- Given request -
Look below for the line containing "Drop one point on every instance of the blue plastic". Output it and each remaining line of the entries exactly, and nothing else.

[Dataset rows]
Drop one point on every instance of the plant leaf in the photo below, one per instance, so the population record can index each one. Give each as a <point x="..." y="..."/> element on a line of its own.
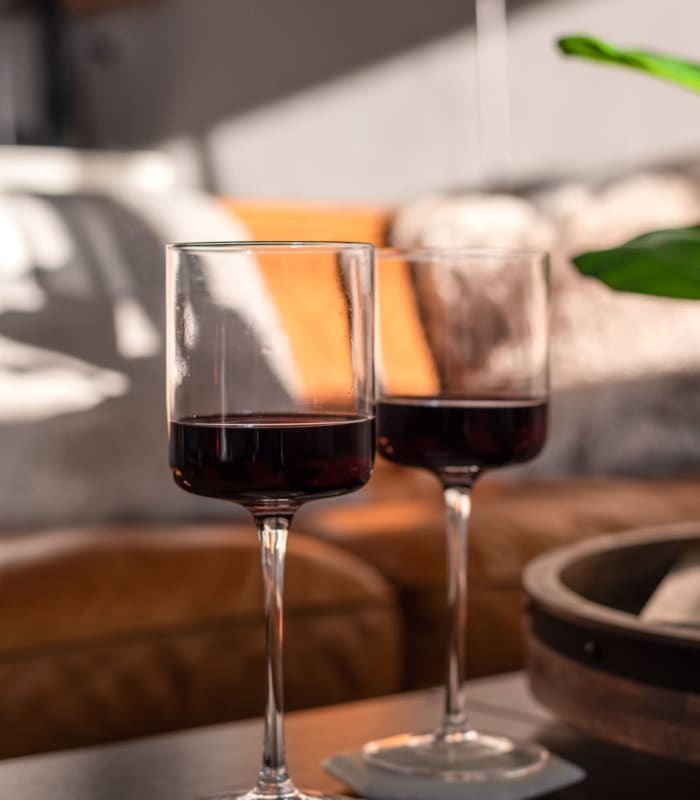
<point x="677" y="70"/>
<point x="664" y="263"/>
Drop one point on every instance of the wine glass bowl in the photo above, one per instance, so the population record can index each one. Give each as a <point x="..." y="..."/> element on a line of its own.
<point x="270" y="394"/>
<point x="463" y="386"/>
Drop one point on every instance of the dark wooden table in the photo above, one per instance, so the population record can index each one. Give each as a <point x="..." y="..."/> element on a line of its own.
<point x="193" y="764"/>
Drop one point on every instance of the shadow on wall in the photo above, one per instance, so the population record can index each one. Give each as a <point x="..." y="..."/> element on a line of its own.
<point x="156" y="70"/>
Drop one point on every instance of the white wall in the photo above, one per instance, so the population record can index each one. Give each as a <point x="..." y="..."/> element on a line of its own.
<point x="407" y="125"/>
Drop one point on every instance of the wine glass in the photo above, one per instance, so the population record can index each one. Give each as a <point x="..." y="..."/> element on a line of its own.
<point x="270" y="403"/>
<point x="462" y="364"/>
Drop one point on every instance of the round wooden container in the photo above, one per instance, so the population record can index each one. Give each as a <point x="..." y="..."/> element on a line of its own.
<point x="595" y="663"/>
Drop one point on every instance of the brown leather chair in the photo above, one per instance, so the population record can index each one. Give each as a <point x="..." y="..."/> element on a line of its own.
<point x="401" y="533"/>
<point x="110" y="633"/>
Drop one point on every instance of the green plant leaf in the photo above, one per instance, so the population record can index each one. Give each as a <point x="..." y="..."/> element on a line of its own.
<point x="677" y="70"/>
<point x="664" y="263"/>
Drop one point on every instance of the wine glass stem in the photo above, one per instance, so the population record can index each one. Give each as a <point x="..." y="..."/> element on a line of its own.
<point x="274" y="779"/>
<point x="458" y="506"/>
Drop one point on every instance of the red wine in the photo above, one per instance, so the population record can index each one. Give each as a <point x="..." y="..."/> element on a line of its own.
<point x="435" y="433"/>
<point x="250" y="458"/>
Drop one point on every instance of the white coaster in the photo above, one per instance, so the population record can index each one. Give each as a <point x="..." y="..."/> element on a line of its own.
<point x="375" y="783"/>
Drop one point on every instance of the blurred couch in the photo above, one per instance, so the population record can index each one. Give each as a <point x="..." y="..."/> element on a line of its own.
<point x="131" y="607"/>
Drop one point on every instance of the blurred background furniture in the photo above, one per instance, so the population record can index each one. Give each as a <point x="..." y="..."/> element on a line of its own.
<point x="133" y="618"/>
<point x="123" y="609"/>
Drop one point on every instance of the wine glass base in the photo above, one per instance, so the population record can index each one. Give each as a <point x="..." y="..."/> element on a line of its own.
<point x="294" y="794"/>
<point x="456" y="757"/>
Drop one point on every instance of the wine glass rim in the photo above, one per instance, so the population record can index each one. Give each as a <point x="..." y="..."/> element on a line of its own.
<point x="435" y="253"/>
<point x="267" y="246"/>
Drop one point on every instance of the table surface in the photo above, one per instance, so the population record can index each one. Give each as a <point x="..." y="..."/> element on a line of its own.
<point x="201" y="762"/>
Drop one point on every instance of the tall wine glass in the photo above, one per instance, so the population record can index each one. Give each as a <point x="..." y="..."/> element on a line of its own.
<point x="462" y="362"/>
<point x="270" y="403"/>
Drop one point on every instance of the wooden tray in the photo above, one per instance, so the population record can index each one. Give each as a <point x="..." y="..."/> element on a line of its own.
<point x="595" y="663"/>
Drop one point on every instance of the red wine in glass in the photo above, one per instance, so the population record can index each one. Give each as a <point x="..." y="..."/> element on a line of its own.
<point x="437" y="433"/>
<point x="250" y="458"/>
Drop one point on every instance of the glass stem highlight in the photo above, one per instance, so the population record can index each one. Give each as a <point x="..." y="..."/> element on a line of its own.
<point x="273" y="779"/>
<point x="458" y="507"/>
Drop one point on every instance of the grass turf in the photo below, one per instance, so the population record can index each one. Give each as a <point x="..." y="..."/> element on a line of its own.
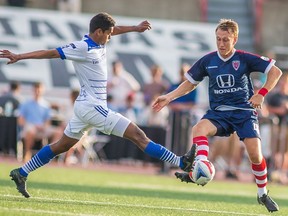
<point x="66" y="191"/>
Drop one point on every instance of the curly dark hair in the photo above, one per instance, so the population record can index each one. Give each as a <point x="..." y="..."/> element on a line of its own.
<point x="103" y="21"/>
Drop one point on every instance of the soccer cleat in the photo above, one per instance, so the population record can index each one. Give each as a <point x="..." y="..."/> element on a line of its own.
<point x="20" y="182"/>
<point x="189" y="158"/>
<point x="184" y="177"/>
<point x="268" y="202"/>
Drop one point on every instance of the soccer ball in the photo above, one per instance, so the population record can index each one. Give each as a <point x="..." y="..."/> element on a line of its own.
<point x="203" y="172"/>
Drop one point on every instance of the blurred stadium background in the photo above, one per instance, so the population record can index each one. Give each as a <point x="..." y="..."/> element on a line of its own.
<point x="183" y="30"/>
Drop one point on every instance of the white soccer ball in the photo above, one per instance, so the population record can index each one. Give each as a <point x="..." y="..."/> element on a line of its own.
<point x="203" y="172"/>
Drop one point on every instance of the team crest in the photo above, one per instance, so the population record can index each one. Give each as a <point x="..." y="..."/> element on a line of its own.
<point x="236" y="64"/>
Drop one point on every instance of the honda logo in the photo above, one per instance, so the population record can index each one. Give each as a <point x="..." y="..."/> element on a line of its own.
<point x="225" y="81"/>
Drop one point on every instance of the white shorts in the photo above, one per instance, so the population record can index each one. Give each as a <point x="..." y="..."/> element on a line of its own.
<point x="87" y="116"/>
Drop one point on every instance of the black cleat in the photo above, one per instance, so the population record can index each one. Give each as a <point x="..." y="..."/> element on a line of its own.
<point x="20" y="182"/>
<point x="184" y="177"/>
<point x="189" y="158"/>
<point x="268" y="202"/>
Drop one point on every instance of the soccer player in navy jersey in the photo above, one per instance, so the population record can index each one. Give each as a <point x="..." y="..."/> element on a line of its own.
<point x="90" y="108"/>
<point x="233" y="102"/>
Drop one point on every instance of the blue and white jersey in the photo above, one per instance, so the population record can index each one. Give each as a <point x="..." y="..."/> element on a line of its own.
<point x="89" y="61"/>
<point x="230" y="85"/>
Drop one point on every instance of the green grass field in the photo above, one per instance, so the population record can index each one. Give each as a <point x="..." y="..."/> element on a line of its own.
<point x="67" y="191"/>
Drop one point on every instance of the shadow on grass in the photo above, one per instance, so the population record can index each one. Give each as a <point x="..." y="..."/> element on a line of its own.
<point x="152" y="193"/>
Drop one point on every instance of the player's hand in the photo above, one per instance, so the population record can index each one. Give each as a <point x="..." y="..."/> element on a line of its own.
<point x="143" y="26"/>
<point x="7" y="54"/>
<point x="256" y="101"/>
<point x="160" y="102"/>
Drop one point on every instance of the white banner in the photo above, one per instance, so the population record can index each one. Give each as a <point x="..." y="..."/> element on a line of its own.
<point x="168" y="44"/>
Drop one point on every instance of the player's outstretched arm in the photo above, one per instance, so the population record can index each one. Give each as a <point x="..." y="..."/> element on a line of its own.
<point x="273" y="76"/>
<point x="40" y="54"/>
<point x="143" y="26"/>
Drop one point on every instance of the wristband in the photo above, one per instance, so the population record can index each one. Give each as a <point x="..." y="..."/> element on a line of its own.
<point x="263" y="91"/>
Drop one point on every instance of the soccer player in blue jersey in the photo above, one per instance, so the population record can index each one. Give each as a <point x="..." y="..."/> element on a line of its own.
<point x="90" y="108"/>
<point x="233" y="102"/>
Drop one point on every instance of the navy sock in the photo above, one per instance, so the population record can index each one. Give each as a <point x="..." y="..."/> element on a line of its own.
<point x="160" y="152"/>
<point x="40" y="159"/>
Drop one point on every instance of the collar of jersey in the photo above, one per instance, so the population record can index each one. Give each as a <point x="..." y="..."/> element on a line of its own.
<point x="92" y="44"/>
<point x="226" y="59"/>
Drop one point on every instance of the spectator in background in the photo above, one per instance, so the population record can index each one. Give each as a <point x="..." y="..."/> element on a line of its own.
<point x="34" y="118"/>
<point x="74" y="6"/>
<point x="277" y="103"/>
<point x="130" y="111"/>
<point x="120" y="85"/>
<point x="187" y="102"/>
<point x="16" y="3"/>
<point x="157" y="86"/>
<point x="158" y="119"/>
<point x="10" y="101"/>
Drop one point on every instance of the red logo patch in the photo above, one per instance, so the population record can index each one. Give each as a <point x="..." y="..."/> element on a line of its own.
<point x="236" y="64"/>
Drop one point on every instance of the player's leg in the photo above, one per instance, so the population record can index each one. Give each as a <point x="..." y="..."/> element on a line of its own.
<point x="48" y="152"/>
<point x="129" y="130"/>
<point x="72" y="134"/>
<point x="200" y="131"/>
<point x="259" y="169"/>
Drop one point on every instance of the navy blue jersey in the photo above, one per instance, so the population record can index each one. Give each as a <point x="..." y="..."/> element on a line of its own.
<point x="230" y="85"/>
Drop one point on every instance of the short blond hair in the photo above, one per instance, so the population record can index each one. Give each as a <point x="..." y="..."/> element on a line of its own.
<point x="228" y="25"/>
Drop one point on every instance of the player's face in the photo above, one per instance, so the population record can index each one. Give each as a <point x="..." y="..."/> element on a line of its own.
<point x="105" y="36"/>
<point x="226" y="41"/>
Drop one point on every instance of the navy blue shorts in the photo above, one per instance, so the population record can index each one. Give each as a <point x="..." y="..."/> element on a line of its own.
<point x="244" y="122"/>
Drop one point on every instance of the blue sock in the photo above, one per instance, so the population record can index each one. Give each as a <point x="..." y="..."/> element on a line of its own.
<point x="160" y="152"/>
<point x="40" y="159"/>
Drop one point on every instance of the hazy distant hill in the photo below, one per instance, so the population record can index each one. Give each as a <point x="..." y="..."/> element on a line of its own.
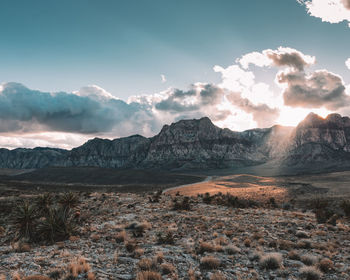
<point x="315" y="143"/>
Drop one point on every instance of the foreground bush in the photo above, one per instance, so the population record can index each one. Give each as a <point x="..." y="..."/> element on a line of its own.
<point x="43" y="220"/>
<point x="271" y="261"/>
<point x="57" y="225"/>
<point x="25" y="218"/>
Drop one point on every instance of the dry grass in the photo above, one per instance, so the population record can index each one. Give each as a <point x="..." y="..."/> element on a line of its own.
<point x="271" y="261"/>
<point x="148" y="275"/>
<point x="326" y="265"/>
<point x="146" y="264"/>
<point x="210" y="262"/>
<point x="217" y="276"/>
<point x="167" y="268"/>
<point x="310" y="273"/>
<point x="120" y="236"/>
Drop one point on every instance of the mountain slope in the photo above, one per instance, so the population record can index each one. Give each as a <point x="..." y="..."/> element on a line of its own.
<point x="199" y="144"/>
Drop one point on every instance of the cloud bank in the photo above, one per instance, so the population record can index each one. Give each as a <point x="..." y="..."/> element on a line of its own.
<point x="281" y="57"/>
<point x="347" y="63"/>
<point x="333" y="11"/>
<point x="31" y="118"/>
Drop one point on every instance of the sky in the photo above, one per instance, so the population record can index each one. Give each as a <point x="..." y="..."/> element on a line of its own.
<point x="73" y="70"/>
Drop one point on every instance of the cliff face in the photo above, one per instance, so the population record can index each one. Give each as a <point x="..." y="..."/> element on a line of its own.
<point x="119" y="153"/>
<point x="199" y="144"/>
<point x="319" y="141"/>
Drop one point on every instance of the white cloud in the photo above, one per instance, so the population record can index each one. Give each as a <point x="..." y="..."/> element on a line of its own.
<point x="281" y="57"/>
<point x="347" y="63"/>
<point x="333" y="11"/>
<point x="31" y="118"/>
<point x="163" y="78"/>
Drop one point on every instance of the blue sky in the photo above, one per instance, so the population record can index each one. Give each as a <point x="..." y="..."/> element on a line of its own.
<point x="96" y="52"/>
<point x="124" y="46"/>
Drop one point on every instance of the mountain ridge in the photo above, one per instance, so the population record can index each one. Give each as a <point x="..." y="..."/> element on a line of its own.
<point x="199" y="144"/>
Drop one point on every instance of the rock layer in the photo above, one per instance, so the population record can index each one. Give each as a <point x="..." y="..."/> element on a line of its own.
<point x="199" y="144"/>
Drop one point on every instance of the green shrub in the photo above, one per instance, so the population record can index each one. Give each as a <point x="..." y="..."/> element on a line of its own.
<point x="58" y="224"/>
<point x="25" y="219"/>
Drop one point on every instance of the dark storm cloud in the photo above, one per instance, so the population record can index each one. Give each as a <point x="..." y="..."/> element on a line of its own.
<point x="318" y="89"/>
<point x="21" y="108"/>
<point x="264" y="115"/>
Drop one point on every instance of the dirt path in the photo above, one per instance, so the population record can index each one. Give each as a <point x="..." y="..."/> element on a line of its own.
<point x="209" y="178"/>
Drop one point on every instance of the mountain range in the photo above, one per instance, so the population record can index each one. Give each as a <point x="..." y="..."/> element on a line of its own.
<point x="316" y="144"/>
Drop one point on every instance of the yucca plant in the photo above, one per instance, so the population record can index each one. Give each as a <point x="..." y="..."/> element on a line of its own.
<point x="43" y="202"/>
<point x="345" y="205"/>
<point x="57" y="225"/>
<point x="25" y="217"/>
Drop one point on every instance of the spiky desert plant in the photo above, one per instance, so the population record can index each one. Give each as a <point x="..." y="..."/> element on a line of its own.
<point x="210" y="262"/>
<point x="43" y="202"/>
<point x="25" y="219"/>
<point x="345" y="205"/>
<point x="57" y="225"/>
<point x="148" y="275"/>
<point x="271" y="261"/>
<point x="310" y="273"/>
<point x="69" y="200"/>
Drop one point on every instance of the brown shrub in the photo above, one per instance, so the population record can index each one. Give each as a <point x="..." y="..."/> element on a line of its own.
<point x="148" y="275"/>
<point x="167" y="268"/>
<point x="210" y="262"/>
<point x="326" y="265"/>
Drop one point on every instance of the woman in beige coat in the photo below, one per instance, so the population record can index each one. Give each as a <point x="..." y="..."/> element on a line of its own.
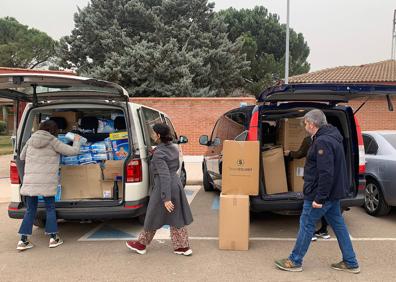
<point x="41" y="154"/>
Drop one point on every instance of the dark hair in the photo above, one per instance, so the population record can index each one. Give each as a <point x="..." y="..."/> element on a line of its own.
<point x="49" y="126"/>
<point x="164" y="131"/>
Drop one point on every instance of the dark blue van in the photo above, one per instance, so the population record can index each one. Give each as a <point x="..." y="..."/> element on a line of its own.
<point x="261" y="121"/>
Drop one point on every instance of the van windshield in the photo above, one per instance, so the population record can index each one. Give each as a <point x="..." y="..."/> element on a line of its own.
<point x="391" y="138"/>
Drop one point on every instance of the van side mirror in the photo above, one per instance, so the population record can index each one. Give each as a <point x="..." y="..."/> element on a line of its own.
<point x="204" y="140"/>
<point x="216" y="141"/>
<point x="182" y="140"/>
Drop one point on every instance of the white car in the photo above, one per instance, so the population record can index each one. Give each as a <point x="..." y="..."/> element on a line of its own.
<point x="94" y="109"/>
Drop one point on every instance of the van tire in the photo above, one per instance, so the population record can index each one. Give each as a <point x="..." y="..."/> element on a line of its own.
<point x="373" y="191"/>
<point x="39" y="222"/>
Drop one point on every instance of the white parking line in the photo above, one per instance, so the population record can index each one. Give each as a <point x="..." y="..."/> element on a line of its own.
<point x="294" y="239"/>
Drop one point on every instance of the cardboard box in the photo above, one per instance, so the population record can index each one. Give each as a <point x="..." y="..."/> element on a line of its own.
<point x="234" y="222"/>
<point x="70" y="117"/>
<point x="120" y="145"/>
<point x="295" y="175"/>
<point x="81" y="182"/>
<point x="241" y="165"/>
<point x="107" y="189"/>
<point x="291" y="133"/>
<point x="112" y="169"/>
<point x="274" y="171"/>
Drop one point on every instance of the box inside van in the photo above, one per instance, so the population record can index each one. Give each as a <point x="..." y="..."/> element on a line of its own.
<point x="283" y="130"/>
<point x="97" y="172"/>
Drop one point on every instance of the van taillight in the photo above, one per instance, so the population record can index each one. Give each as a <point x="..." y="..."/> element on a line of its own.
<point x="14" y="176"/>
<point x="362" y="157"/>
<point x="253" y="128"/>
<point x="134" y="171"/>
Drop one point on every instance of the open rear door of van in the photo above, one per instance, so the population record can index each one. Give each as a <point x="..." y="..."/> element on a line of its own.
<point x="37" y="88"/>
<point x="332" y="93"/>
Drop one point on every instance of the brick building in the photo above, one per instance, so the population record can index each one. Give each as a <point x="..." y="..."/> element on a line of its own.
<point x="196" y="116"/>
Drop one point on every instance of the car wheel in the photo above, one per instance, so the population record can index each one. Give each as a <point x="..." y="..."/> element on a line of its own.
<point x="206" y="180"/>
<point x="183" y="177"/>
<point x="374" y="202"/>
<point x="39" y="222"/>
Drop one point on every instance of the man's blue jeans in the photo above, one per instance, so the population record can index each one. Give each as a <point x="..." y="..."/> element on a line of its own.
<point x="332" y="212"/>
<point x="51" y="226"/>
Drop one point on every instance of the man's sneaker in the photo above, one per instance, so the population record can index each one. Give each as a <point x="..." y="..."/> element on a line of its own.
<point x="136" y="247"/>
<point x="288" y="265"/>
<point x="323" y="235"/>
<point x="24" y="245"/>
<point x="55" y="242"/>
<point x="183" y="251"/>
<point x="344" y="267"/>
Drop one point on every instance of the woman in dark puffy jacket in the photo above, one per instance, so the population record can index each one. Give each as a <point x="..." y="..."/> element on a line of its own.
<point x="41" y="154"/>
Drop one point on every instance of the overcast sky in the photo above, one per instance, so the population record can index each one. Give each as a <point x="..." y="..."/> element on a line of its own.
<point x="338" y="32"/>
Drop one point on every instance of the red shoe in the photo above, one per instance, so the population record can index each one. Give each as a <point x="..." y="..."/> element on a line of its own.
<point x="183" y="251"/>
<point x="136" y="247"/>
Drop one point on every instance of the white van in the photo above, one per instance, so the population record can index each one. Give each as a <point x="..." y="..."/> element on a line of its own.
<point x="110" y="184"/>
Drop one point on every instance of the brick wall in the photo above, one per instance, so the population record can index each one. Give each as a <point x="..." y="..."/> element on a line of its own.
<point x="193" y="117"/>
<point x="374" y="115"/>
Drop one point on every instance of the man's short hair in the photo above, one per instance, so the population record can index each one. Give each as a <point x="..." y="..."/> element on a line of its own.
<point x="317" y="117"/>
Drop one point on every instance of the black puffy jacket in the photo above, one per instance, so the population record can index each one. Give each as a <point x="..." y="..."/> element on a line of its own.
<point x="325" y="171"/>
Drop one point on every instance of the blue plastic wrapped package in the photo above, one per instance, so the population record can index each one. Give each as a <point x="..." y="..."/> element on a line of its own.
<point x="106" y="126"/>
<point x="58" y="195"/>
<point x="85" y="158"/>
<point x="85" y="149"/>
<point x="98" y="147"/>
<point x="119" y="142"/>
<point x="70" y="160"/>
<point x="62" y="138"/>
<point x="99" y="156"/>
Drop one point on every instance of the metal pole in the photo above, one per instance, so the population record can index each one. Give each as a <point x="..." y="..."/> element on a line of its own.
<point x="287" y="44"/>
<point x="393" y="55"/>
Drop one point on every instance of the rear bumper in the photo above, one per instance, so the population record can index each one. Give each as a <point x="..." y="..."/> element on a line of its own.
<point x="257" y="204"/>
<point x="127" y="210"/>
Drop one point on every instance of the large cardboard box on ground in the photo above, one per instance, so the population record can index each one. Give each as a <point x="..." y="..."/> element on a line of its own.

- Problem solution -
Drop one point on every instance of the blue plastic wrapped package in the photo above, one per instance, so the population record can index each one. Give each as a <point x="..." y="..."/> element on a line of its own.
<point x="106" y="126"/>
<point x="58" y="195"/>
<point x="85" y="158"/>
<point x="85" y="149"/>
<point x="98" y="147"/>
<point x="119" y="142"/>
<point x="70" y="160"/>
<point x="62" y="138"/>
<point x="99" y="156"/>
Drop one point on every instance of the metal pole in the photo above, one per instance, so the population record can index each one. Give each as a <point x="..." y="..."/> element on a line of its own.
<point x="287" y="44"/>
<point x="393" y="55"/>
Drop one point on every instance of the rear bumper in the photo above, one per instance, so the population record can index each one. Give each as a <point x="..." y="..."/> element on a line of its own.
<point x="257" y="204"/>
<point x="127" y="210"/>
Drop one point on every instance of the large cardboard box on ground in the photo above, one per instance, so the population record can index each one. Give each as a <point x="..." y="..."/> element on a line of its own.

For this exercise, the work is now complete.